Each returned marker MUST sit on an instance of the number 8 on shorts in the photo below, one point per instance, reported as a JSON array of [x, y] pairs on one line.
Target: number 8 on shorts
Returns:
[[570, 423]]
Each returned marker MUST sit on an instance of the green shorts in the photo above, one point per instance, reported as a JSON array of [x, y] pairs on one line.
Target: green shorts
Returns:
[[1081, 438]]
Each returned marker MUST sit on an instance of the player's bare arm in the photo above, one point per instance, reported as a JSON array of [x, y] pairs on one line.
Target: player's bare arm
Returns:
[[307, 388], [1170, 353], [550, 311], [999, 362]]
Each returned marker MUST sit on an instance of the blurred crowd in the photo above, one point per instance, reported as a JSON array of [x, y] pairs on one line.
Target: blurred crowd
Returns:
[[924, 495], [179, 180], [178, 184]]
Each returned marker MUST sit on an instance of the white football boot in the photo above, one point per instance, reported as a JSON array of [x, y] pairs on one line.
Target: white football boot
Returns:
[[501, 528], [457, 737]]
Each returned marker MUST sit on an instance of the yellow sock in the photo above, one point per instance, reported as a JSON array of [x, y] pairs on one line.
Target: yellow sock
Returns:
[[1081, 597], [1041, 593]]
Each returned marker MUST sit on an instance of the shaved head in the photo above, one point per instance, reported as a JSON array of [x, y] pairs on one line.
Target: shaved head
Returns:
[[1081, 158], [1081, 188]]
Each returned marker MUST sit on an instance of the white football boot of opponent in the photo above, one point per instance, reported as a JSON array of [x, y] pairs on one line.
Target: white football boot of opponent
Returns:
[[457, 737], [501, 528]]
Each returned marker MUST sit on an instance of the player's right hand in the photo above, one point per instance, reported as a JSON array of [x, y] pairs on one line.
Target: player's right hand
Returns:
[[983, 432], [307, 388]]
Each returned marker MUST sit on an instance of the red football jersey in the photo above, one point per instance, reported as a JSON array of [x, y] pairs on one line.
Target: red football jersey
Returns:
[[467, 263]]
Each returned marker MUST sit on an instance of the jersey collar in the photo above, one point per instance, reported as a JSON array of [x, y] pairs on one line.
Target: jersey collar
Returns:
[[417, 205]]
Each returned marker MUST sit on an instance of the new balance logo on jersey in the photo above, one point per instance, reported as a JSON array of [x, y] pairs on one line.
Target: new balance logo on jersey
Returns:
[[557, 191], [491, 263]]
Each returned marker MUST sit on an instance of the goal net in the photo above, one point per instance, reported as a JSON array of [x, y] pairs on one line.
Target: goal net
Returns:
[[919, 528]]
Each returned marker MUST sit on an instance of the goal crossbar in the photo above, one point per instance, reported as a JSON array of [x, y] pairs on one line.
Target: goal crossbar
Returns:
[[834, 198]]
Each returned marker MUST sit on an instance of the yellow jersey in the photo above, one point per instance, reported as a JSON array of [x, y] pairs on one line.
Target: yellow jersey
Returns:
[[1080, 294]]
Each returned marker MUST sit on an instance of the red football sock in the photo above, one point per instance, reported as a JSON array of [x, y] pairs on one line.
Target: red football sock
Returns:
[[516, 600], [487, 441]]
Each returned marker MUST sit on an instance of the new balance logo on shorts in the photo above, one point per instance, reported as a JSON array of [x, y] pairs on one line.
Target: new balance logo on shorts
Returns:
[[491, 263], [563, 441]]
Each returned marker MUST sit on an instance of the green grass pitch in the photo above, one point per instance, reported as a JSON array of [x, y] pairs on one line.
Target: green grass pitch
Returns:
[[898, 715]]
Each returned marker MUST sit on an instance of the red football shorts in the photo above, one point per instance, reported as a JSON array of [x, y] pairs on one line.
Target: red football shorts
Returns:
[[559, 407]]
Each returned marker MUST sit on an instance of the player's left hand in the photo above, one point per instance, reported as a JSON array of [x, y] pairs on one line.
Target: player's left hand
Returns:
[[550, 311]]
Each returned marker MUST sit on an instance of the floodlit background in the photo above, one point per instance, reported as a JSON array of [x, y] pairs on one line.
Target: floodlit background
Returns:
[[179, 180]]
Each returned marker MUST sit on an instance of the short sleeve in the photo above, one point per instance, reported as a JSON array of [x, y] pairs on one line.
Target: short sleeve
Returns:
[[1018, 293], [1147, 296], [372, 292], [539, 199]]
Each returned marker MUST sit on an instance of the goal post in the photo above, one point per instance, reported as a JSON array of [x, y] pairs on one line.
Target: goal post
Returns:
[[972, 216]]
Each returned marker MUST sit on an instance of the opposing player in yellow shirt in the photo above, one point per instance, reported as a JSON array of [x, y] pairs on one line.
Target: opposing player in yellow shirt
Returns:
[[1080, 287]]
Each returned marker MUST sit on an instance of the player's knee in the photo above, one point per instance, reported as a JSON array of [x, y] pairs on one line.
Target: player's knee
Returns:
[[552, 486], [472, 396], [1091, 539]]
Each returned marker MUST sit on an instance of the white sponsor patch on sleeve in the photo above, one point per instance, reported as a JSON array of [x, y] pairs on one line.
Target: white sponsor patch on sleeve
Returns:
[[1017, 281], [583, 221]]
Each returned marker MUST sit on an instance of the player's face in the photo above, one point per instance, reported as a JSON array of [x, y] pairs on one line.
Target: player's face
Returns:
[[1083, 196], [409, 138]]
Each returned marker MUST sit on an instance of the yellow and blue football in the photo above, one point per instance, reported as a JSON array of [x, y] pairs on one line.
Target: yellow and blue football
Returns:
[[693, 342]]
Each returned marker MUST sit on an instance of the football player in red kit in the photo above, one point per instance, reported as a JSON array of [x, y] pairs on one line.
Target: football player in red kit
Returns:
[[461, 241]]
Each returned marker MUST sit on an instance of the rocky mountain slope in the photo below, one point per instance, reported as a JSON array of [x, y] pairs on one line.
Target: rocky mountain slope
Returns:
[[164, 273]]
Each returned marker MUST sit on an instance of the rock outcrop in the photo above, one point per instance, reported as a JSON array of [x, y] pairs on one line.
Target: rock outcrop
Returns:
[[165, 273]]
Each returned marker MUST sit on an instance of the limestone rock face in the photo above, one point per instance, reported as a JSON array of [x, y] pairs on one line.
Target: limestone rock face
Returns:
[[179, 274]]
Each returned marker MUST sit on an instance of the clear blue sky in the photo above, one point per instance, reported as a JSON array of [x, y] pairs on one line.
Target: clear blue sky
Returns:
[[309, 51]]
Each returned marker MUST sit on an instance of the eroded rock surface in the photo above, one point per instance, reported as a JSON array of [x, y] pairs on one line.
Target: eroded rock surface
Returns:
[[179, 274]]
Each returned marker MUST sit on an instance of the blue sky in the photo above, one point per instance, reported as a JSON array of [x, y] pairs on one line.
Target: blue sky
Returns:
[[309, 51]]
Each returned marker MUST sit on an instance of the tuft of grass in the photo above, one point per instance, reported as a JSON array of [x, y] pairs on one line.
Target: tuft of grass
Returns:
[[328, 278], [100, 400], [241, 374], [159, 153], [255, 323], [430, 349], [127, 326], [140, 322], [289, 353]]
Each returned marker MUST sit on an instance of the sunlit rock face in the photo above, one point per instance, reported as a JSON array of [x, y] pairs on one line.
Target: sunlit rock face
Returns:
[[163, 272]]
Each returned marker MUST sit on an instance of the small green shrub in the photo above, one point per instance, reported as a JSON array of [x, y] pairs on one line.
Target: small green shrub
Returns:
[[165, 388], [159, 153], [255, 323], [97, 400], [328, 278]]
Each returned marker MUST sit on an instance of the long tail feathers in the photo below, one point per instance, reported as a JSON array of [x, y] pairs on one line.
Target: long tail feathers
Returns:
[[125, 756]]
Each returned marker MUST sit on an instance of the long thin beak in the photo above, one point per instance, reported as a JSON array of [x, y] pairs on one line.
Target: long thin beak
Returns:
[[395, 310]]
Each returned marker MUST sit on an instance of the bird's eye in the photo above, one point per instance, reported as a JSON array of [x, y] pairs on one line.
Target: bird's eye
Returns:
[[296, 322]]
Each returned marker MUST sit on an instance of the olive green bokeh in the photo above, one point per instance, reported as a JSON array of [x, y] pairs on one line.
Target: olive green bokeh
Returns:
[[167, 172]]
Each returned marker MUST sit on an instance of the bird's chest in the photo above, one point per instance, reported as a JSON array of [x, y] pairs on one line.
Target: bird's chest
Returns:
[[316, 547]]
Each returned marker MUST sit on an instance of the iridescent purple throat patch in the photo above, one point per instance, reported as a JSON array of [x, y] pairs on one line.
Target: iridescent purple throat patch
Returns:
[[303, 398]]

________________________

Task objective => Copy out, unchanged, the stretch from the line containing "Each returned marker MUST sit on an instance of the shaved" through the line containing "[[457, 737], [501, 528]]", including both of those lines.

Result of this exercise =>
Each returned marker MUST sit on an instance of the shaved head in the photo above, one point per instance, reported as a JSON array of [x, y] pairs on one line.
Target: shaved head
Returns:
[[1081, 158], [1081, 188]]
Each returned marker MUST sit on an instance of the white football boot of opponent in the photo above, one point per instance, reported as a JSON array of [x, y] pairs on one line.
Target: white football boot of opponent
Returns:
[[457, 737], [501, 528]]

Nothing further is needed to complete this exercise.